**EXERCISE DESCRIPTION**
Every line below that holds the word "door" counts once; please tally them and give only the total.

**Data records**
****************

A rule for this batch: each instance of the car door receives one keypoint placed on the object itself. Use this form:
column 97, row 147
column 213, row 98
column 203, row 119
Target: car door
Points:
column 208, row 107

****************

**RESPONSE AREA**
2